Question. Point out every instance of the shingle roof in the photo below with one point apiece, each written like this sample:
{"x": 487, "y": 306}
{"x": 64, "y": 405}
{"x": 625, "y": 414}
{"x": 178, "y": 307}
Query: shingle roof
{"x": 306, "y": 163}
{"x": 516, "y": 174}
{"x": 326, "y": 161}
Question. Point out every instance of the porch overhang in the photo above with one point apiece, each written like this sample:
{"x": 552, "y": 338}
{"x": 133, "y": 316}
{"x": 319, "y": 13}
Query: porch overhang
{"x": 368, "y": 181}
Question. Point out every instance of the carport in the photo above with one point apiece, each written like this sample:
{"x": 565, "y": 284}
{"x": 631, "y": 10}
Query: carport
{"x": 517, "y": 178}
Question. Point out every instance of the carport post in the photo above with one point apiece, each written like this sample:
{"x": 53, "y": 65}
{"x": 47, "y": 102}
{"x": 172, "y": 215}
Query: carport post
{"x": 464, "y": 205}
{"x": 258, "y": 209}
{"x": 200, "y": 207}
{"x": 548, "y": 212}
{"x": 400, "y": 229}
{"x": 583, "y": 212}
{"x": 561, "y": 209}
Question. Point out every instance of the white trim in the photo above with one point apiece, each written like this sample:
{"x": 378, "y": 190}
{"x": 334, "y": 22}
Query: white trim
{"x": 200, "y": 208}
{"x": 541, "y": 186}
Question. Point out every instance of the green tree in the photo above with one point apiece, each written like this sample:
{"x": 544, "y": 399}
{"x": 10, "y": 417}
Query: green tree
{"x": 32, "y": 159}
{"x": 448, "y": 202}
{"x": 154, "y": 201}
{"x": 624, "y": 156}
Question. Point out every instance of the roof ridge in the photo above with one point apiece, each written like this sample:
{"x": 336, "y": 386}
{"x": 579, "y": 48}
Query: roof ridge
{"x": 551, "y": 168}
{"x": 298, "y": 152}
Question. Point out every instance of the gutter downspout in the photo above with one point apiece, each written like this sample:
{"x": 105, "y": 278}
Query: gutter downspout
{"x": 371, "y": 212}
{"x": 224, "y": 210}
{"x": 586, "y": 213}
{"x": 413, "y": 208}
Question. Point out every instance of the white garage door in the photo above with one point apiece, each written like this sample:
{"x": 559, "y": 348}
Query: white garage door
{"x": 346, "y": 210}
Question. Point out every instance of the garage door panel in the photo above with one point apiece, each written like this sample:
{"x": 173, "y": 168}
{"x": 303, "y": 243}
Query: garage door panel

_ _ _ _ _

Written exercise »
Give every line of the material again, exactly as it reads.

Written answer »
Question. Point out every instance of the shingle roof in the photo below with one point apiece, each written like this sample:
{"x": 487, "y": 306}
{"x": 64, "y": 405}
{"x": 625, "y": 414}
{"x": 178, "y": 307}
Query: shingle roof
{"x": 306, "y": 163}
{"x": 516, "y": 174}
{"x": 326, "y": 161}
Question. Point out every instance of the porch overhang in the photo above with one point apiece, each written like this sample:
{"x": 552, "y": 338}
{"x": 133, "y": 316}
{"x": 319, "y": 13}
Query: porch overhang
{"x": 368, "y": 181}
Question. Point out every instance of the carport in the photo above with one point apiece, each written like this sample:
{"x": 565, "y": 284}
{"x": 631, "y": 10}
Query: carport
{"x": 517, "y": 178}
Question. Point out every instance of the carport post in the photo above with one point apiece, each written like this sample:
{"x": 53, "y": 65}
{"x": 47, "y": 102}
{"x": 172, "y": 215}
Query: carport post
{"x": 464, "y": 205}
{"x": 258, "y": 209}
{"x": 200, "y": 207}
{"x": 548, "y": 212}
{"x": 400, "y": 229}
{"x": 583, "y": 212}
{"x": 561, "y": 209}
Question. Point out every instance of the white trim in the photo above with one point apiece, each written like this sample:
{"x": 378, "y": 190}
{"x": 334, "y": 22}
Query: white trim
{"x": 200, "y": 208}
{"x": 541, "y": 186}
Question. Point out every instance of the green tree in the photo above with one point apiece, each written like this sample:
{"x": 544, "y": 399}
{"x": 10, "y": 417}
Query: green tree
{"x": 32, "y": 159}
{"x": 448, "y": 202}
{"x": 154, "y": 201}
{"x": 624, "y": 156}
Question. Point out every instance of the roof ridge in the photo above with one point apiece, each written like this sample:
{"x": 336, "y": 386}
{"x": 579, "y": 48}
Query: roof ridge
{"x": 551, "y": 168}
{"x": 298, "y": 152}
Question. Point out every instance of the gutter downspout in the photo above with one point apiece, each written like this sample:
{"x": 105, "y": 278}
Query: gutter downspout
{"x": 371, "y": 212}
{"x": 224, "y": 210}
{"x": 586, "y": 213}
{"x": 413, "y": 208}
Question. Point out every instance of the white garage door in the photo above with one point apiece, each written like this sample:
{"x": 559, "y": 348}
Query: white garage door
{"x": 346, "y": 210}
Question. Point out every instance of the garage door panel in the photo above with one point apiece, each written like this sample:
{"x": 173, "y": 168}
{"x": 303, "y": 243}
Query: garage door panel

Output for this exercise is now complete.